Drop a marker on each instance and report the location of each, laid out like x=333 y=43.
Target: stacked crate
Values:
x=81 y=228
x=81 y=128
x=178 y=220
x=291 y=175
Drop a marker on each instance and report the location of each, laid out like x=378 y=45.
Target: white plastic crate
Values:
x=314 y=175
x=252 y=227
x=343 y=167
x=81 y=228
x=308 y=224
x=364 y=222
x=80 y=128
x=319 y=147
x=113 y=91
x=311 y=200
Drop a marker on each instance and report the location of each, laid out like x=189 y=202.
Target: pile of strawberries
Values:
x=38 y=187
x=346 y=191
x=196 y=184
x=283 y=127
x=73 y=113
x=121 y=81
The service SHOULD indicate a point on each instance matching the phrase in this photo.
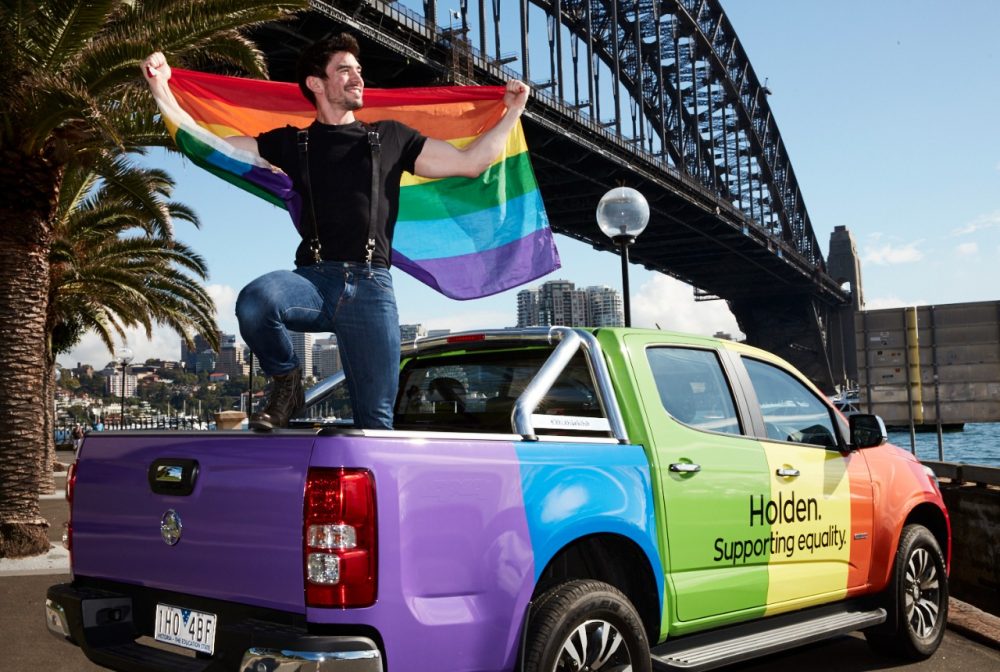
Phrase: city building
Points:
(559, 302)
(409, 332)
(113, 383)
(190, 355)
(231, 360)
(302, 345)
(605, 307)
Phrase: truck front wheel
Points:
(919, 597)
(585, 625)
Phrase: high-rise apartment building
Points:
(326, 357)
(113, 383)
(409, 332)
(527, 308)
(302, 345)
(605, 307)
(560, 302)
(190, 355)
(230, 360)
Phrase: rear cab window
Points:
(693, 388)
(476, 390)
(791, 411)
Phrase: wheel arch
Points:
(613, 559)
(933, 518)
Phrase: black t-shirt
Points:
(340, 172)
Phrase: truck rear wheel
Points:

···

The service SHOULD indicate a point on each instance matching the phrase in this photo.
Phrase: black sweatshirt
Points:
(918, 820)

···

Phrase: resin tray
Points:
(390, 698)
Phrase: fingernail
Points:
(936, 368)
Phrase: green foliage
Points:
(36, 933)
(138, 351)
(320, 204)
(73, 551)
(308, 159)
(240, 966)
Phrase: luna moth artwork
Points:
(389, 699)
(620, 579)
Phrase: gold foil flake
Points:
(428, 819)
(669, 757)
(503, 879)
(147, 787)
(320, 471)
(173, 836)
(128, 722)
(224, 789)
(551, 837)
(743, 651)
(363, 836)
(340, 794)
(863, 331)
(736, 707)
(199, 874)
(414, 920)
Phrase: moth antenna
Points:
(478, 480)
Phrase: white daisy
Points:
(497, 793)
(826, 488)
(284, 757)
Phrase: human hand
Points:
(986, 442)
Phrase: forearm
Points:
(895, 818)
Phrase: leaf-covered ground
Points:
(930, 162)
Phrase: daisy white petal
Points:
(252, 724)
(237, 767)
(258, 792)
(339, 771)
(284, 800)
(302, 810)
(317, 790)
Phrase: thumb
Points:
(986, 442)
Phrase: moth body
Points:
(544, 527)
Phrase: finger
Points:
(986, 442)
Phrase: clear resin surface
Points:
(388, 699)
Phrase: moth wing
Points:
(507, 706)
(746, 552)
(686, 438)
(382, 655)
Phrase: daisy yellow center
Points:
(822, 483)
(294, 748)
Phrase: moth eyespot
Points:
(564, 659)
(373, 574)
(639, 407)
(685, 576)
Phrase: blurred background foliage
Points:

···

WHAT TO WORK ON
Your answer should be the lines of the listing above between the line holding "Phrase: green foliage" and the line holding "Phrase: forearm", inclusive, restated word for word and alone.

THE ANSWER
Phrase: green foliage
Points:
(36, 933)
(138, 351)
(320, 204)
(73, 551)
(308, 159)
(240, 966)
Phrase: luna moth artwork
Points:
(389, 699)
(620, 579)
Phrase: gold foil flake
Points:
(428, 819)
(669, 757)
(503, 879)
(147, 787)
(320, 471)
(173, 836)
(128, 722)
(224, 789)
(551, 837)
(743, 651)
(363, 836)
(340, 794)
(863, 331)
(736, 707)
(199, 874)
(414, 920)
Phrase: moth antenna
Points:
(478, 480)
Phrase: white daisy
Points:
(497, 793)
(826, 488)
(284, 757)
Phrase: human hand
Points:
(986, 442)
Phrase: forearm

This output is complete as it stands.